Exercise brief: Transcribe, exactly and in full, every line from the one including "of the bald" to the end of the listing.

Data section:
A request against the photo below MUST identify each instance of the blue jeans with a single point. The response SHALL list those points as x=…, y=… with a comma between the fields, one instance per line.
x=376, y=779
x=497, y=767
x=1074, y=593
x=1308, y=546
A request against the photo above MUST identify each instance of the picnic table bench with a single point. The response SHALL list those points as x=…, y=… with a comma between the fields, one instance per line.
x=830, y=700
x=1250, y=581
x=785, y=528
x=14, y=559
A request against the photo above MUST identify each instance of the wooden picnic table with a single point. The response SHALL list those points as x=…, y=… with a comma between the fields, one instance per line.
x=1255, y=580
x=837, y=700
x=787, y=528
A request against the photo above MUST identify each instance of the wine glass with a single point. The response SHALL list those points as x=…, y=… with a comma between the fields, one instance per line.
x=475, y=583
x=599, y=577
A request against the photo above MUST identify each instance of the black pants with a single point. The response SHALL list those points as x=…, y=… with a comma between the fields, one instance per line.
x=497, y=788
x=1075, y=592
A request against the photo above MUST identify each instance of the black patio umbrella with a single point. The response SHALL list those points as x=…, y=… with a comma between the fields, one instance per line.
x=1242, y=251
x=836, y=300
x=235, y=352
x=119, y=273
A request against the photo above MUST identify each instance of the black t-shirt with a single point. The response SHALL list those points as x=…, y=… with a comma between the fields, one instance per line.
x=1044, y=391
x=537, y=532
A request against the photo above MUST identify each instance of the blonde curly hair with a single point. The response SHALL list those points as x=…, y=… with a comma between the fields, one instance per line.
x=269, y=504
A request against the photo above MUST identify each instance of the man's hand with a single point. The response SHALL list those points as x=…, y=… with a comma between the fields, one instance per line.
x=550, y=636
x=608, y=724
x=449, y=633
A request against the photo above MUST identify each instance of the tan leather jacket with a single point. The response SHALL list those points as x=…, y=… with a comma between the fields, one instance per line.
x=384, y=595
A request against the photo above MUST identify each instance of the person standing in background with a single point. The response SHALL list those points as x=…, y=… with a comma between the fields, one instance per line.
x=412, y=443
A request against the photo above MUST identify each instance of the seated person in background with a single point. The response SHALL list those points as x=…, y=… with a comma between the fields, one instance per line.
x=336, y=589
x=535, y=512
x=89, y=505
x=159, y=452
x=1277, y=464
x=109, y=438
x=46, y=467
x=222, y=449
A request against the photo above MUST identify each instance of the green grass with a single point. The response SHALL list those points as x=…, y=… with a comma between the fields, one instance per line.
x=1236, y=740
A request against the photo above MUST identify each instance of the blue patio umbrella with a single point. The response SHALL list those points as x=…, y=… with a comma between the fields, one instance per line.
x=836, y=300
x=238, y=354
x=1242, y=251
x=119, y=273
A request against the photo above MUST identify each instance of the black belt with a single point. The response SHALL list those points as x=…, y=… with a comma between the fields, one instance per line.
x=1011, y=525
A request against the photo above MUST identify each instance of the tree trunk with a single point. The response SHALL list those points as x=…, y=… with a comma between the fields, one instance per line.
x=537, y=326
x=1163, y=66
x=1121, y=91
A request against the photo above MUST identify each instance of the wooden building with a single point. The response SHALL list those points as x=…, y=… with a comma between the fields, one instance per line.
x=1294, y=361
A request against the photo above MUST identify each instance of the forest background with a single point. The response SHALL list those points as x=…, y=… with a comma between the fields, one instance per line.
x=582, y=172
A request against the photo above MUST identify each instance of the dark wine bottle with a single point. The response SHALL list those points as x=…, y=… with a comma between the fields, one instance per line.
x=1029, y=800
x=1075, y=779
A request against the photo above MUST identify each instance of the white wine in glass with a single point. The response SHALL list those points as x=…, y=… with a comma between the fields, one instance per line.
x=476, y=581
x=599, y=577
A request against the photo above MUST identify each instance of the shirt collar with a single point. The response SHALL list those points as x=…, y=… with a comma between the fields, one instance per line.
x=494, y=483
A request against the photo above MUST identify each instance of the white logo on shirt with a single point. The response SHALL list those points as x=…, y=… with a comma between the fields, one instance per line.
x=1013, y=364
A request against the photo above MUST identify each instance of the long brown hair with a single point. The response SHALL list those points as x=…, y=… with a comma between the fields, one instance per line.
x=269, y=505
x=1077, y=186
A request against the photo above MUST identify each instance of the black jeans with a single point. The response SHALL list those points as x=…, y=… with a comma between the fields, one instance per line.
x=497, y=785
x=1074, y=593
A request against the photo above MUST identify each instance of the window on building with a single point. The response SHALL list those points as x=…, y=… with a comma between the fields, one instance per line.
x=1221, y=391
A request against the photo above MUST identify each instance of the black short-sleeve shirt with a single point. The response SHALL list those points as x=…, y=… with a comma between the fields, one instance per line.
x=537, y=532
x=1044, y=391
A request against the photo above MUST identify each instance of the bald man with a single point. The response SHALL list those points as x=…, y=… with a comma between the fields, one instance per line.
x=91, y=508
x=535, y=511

Solution for this problem:
A request against the photo above MUST identify each instance of the bald man with a single point. The response SHALL list those points as x=…, y=… with a comma between the fields, one instance per line.
x=91, y=508
x=535, y=511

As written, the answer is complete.